> **TUJUAN TUGAS**
Pilih semua baris dalam item di bawah yang memuat kata "positive", lalu salin baris-baris tersebut.

> **DATA UNTUK DIOLAH**
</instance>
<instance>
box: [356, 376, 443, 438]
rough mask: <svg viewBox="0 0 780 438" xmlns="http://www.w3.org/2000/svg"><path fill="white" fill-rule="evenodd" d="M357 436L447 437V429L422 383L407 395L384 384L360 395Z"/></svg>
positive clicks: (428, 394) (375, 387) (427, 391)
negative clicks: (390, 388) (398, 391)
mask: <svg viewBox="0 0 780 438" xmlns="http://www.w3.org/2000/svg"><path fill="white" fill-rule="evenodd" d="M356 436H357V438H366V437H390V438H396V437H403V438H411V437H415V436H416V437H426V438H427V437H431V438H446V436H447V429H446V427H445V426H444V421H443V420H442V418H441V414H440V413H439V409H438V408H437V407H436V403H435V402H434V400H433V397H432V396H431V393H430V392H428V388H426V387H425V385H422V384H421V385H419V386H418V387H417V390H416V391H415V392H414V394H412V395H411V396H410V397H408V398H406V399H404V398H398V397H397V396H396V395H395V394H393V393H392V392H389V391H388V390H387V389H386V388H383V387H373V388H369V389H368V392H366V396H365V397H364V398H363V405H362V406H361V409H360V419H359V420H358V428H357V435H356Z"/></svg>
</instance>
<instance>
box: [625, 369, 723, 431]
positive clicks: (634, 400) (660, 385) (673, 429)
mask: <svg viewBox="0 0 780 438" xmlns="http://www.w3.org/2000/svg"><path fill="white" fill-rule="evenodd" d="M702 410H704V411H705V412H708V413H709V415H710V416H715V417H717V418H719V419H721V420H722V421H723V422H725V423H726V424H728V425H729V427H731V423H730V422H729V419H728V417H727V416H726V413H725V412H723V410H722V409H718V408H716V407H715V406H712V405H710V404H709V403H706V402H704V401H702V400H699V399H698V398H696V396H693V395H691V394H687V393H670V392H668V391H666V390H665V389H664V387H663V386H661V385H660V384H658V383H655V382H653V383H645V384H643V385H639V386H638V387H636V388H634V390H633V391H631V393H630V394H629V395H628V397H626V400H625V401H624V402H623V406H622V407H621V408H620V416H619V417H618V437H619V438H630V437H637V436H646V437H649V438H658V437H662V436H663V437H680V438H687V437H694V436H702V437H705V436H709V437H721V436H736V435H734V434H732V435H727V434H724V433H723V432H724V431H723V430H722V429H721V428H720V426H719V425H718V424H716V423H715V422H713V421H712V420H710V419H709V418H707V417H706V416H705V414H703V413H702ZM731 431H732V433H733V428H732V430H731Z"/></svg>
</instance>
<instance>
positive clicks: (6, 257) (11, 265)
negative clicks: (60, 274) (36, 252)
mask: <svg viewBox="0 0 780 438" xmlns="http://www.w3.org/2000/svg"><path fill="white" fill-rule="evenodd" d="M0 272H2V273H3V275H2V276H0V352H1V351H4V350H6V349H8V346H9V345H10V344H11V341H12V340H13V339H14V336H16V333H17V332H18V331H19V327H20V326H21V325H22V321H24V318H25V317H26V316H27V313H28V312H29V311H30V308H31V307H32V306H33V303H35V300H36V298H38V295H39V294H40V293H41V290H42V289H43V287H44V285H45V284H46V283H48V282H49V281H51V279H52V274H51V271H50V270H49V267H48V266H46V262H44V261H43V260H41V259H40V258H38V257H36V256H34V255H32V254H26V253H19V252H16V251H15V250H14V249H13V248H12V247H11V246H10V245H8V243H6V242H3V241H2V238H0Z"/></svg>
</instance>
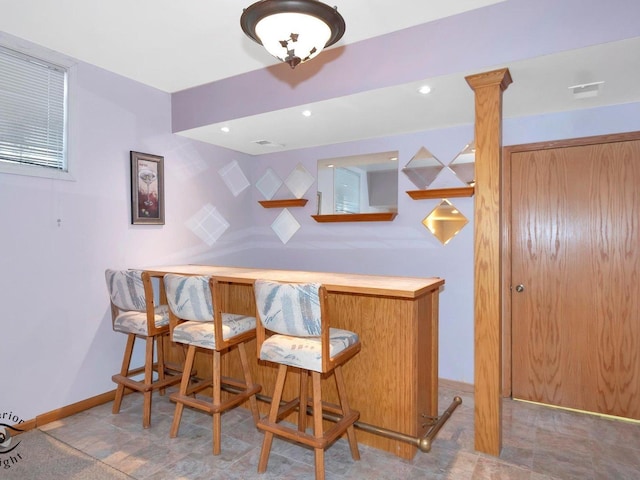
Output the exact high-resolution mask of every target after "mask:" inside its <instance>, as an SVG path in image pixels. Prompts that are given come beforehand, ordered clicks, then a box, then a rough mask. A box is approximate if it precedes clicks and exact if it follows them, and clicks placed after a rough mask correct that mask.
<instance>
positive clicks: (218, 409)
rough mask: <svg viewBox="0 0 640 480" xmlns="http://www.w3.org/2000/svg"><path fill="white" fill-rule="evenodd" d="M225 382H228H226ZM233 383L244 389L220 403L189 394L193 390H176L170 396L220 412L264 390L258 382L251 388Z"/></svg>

> **JAWABAN YANG DIHARAPKAN**
positive clicks: (428, 394) (375, 387) (427, 391)
positive clicks: (634, 400) (660, 385) (673, 429)
positive clicks: (6, 257) (11, 265)
positive clicks: (218, 409)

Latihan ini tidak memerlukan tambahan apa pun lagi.